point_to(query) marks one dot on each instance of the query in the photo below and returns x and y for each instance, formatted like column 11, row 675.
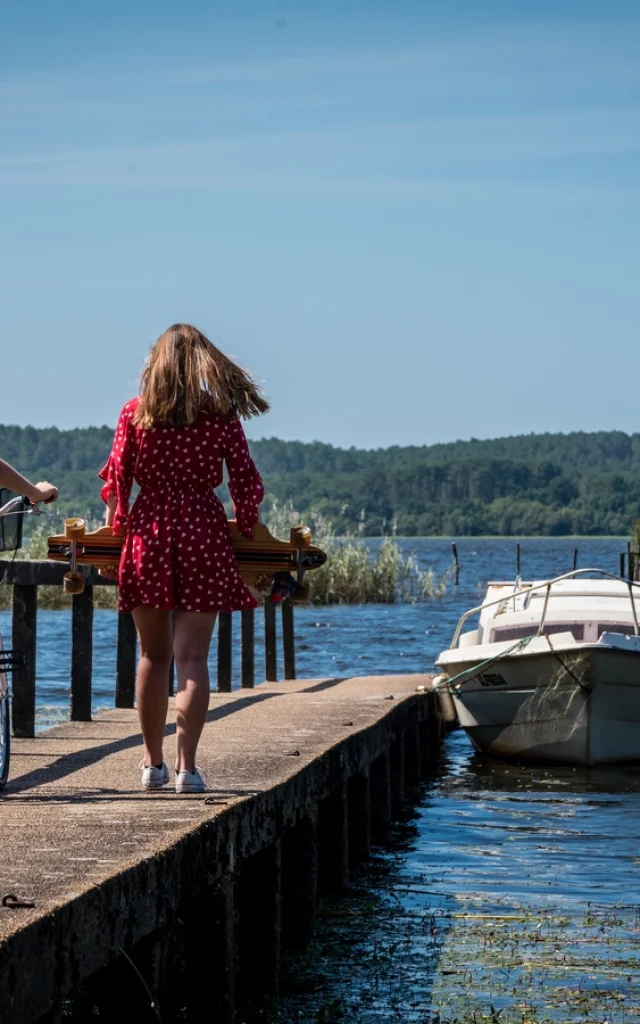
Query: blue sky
column 415, row 222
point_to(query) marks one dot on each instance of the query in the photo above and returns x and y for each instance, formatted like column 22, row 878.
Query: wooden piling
column 125, row 666
column 224, row 652
column 248, row 667
column 82, row 654
column 270, row 667
column 289, row 647
column 456, row 564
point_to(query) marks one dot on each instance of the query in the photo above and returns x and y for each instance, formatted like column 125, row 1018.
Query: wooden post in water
column 24, row 641
column 224, row 652
column 289, row 647
column 81, row 654
column 270, row 664
column 456, row 564
column 248, row 621
column 125, row 667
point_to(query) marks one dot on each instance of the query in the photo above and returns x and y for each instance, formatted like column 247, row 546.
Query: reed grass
column 357, row 571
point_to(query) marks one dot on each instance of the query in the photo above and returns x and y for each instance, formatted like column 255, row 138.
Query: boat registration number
column 492, row 679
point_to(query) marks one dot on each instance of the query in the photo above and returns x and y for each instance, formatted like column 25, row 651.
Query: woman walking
column 177, row 568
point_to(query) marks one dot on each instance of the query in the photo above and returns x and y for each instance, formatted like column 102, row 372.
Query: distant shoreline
column 516, row 539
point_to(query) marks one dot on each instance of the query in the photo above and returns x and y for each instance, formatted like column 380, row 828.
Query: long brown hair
column 186, row 377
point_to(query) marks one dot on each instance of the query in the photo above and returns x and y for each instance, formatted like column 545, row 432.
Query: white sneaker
column 189, row 781
column 155, row 778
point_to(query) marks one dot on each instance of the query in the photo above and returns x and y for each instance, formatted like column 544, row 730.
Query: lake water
column 510, row 894
column 339, row 640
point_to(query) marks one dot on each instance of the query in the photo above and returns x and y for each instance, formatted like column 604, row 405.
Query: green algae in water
column 500, row 901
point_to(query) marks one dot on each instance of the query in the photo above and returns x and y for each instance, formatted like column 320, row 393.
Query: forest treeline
column 548, row 484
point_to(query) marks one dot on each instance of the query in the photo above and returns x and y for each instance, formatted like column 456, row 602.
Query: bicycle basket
column 11, row 525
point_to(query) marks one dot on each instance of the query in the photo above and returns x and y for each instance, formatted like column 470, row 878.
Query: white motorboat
column 552, row 671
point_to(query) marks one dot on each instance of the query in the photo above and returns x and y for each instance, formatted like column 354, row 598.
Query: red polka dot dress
column 177, row 550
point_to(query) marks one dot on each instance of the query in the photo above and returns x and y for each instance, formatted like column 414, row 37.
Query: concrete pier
column 158, row 903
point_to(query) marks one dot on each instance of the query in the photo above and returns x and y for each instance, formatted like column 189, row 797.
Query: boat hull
column 577, row 707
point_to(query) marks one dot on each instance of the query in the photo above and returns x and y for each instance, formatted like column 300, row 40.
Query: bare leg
column 190, row 646
column 154, row 628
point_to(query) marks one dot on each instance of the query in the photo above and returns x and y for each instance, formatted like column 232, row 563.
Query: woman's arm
column 10, row 478
column 112, row 502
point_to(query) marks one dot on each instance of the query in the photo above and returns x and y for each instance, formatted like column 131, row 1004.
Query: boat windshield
column 530, row 629
column 625, row 628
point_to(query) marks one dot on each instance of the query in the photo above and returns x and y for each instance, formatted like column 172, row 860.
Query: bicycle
column 10, row 540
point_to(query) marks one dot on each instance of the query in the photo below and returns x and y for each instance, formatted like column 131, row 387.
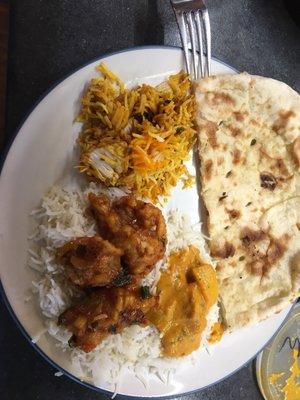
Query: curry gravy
column 187, row 289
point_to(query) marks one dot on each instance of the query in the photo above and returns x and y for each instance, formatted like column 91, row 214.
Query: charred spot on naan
column 217, row 98
column 296, row 151
column 234, row 131
column 233, row 214
column 282, row 121
column 222, row 249
column 208, row 169
column 262, row 249
column 240, row 116
column 268, row 180
column 210, row 128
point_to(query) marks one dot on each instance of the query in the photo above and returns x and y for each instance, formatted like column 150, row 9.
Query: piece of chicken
column 137, row 227
column 91, row 261
column 102, row 312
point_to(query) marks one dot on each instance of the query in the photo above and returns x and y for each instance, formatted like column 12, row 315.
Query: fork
column 192, row 17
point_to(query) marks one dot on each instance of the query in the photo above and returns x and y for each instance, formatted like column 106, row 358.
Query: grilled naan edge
column 249, row 146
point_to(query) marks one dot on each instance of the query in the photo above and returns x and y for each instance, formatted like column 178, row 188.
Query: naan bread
column 249, row 146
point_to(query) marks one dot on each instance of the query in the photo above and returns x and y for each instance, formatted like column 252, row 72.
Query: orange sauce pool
column 186, row 290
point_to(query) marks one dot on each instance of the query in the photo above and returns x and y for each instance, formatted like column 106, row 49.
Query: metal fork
column 192, row 17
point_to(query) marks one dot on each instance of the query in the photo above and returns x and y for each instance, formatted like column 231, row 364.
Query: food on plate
column 186, row 291
column 136, row 227
column 91, row 261
column 249, row 142
column 133, row 238
column 138, row 138
column 106, row 331
column 103, row 312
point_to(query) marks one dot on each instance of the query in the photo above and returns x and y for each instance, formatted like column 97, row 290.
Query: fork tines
column 193, row 21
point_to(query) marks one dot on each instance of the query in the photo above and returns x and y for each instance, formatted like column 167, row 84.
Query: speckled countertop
column 50, row 38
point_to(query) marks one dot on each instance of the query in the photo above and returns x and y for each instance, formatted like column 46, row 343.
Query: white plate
column 44, row 150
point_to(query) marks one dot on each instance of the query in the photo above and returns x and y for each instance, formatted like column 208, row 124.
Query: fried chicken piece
column 103, row 312
column 137, row 227
column 91, row 261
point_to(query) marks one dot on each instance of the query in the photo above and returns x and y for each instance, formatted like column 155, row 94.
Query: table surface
column 48, row 39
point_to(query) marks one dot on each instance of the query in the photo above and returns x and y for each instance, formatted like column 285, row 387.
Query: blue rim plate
column 38, row 135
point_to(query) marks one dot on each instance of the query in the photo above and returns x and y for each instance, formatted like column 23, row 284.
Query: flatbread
column 249, row 146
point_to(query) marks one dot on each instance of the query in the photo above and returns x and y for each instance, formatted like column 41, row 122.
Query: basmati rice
column 137, row 349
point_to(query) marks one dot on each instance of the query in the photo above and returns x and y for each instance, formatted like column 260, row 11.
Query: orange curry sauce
column 187, row 290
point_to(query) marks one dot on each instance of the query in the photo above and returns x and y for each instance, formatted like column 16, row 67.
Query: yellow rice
column 139, row 138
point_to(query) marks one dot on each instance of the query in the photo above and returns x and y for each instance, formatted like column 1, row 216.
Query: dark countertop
column 48, row 39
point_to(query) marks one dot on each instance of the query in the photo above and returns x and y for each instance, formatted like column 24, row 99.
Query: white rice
column 62, row 217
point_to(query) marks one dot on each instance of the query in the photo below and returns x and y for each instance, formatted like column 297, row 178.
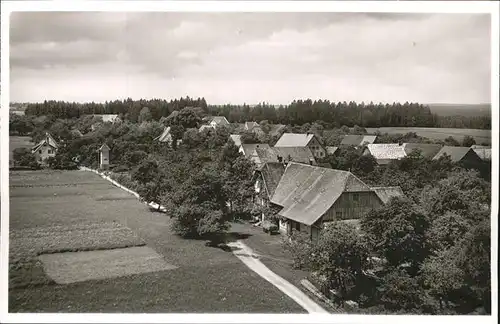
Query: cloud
column 251, row 57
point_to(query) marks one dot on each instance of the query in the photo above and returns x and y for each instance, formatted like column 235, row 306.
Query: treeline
column 127, row 109
column 298, row 112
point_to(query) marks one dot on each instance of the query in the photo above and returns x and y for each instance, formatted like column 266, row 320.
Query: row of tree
column 298, row 112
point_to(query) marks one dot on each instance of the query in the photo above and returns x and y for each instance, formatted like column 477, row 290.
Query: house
column 426, row 150
column 104, row 156
column 262, row 155
column 218, row 121
column 249, row 126
column 166, row 137
column 385, row 153
column 266, row 179
column 458, row 154
column 236, row 139
column 358, row 140
column 302, row 140
column 386, row 193
column 45, row 149
column 484, row 152
column 312, row 196
column 330, row 150
column 204, row 127
column 248, row 149
column 106, row 118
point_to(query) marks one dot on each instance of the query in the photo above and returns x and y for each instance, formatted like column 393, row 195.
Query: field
column 108, row 253
column 480, row 135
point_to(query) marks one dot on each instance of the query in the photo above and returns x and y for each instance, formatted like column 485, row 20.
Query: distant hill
column 465, row 110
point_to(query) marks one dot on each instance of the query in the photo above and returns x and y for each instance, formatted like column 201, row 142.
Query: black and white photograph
column 183, row 161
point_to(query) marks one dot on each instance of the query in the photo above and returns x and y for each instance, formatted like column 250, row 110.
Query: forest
column 298, row 112
column 426, row 253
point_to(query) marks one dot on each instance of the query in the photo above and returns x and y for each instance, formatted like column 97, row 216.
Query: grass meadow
column 480, row 135
column 64, row 211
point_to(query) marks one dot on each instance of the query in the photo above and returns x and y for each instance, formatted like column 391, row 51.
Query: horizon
column 232, row 58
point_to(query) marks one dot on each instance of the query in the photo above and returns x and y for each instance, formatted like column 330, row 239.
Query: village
column 286, row 184
column 275, row 162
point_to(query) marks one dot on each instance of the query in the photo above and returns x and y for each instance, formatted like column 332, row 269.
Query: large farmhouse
column 385, row 153
column 45, row 149
column 311, row 197
column 302, row 140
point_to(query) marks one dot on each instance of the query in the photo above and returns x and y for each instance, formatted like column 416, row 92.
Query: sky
column 250, row 57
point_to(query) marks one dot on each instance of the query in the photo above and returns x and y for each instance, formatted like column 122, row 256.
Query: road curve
column 246, row 255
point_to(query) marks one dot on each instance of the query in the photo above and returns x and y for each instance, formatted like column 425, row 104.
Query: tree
column 468, row 141
column 446, row 230
column 398, row 232
column 341, row 256
column 145, row 115
column 146, row 171
column 400, row 291
column 24, row 158
column 249, row 137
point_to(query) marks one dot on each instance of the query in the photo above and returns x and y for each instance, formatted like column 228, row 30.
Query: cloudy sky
column 250, row 57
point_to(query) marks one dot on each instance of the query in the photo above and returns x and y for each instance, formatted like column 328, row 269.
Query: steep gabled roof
column 357, row 140
column 250, row 125
column 164, row 137
column 49, row 140
column 306, row 192
column 203, row 127
column 331, row 149
column 456, row 153
column 386, row 151
column 386, row 193
column 236, row 139
column 248, row 149
column 483, row 153
column 271, row 174
column 426, row 150
column 220, row 120
column 104, row 147
column 288, row 154
column 108, row 118
column 294, row 140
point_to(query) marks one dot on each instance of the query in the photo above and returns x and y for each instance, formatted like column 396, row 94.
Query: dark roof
column 357, row 140
column 483, row 153
column 331, row 149
column 294, row 140
column 250, row 125
column 248, row 149
column 386, row 193
column 49, row 140
column 288, row 154
column 306, row 192
column 456, row 153
column 427, row 150
column 275, row 129
column 272, row 173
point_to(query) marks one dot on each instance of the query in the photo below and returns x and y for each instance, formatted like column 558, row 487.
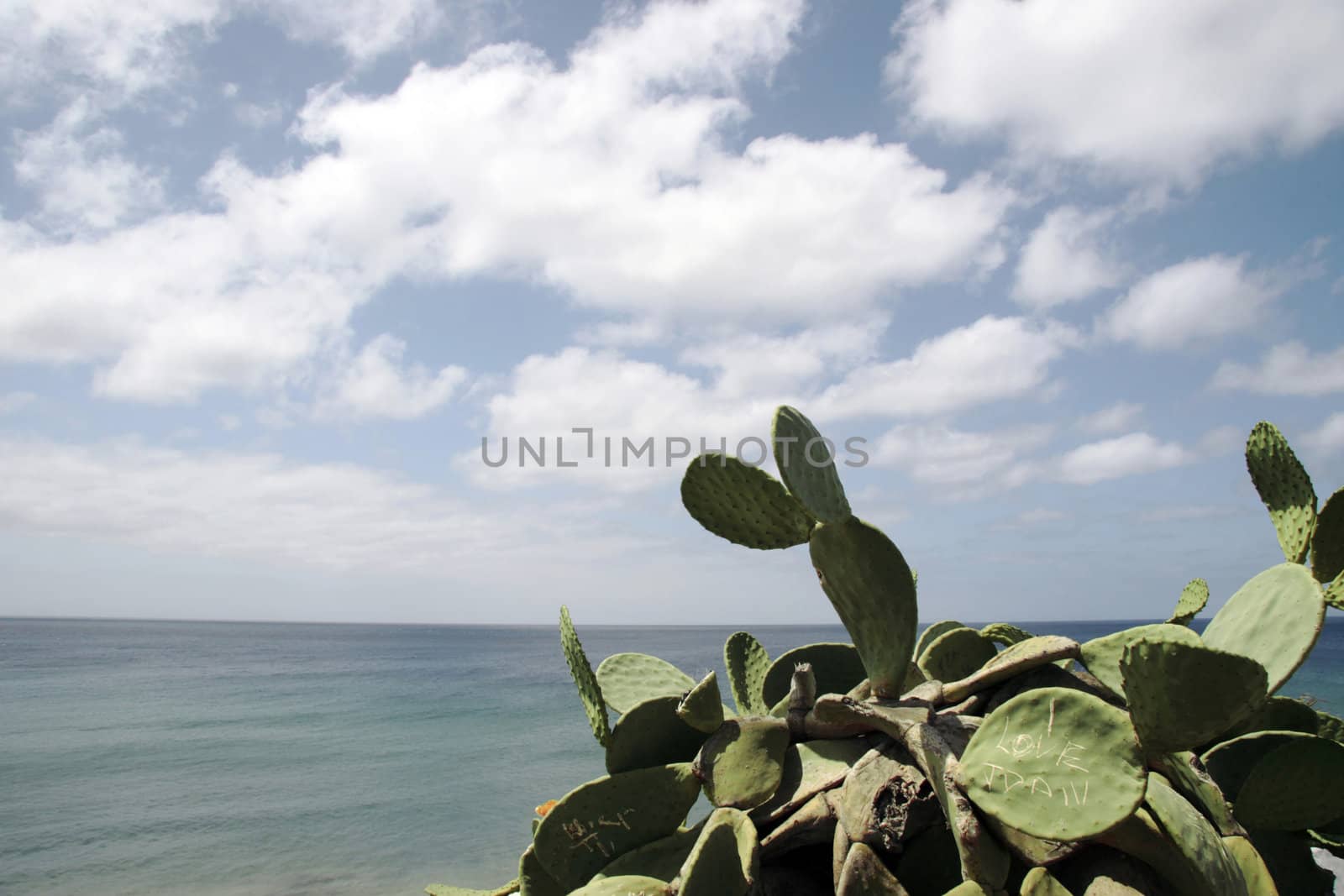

§ §

### TASK DETAILS:
Leave the pictures out and reproduce exactly the lines from the top of the listing above through the line with "22, row 878.".

### RESPONSE BOX:
point_to(query) marks one dot on each instance of the query in the photo below and returns x and y for each instance, formatted like column 11, row 675.
Query: blue sky
column 415, row 222
point_to(query) marks one dot on each instance of the query in the photo above and returns x and y for each instance, formatted like column 22, row 878.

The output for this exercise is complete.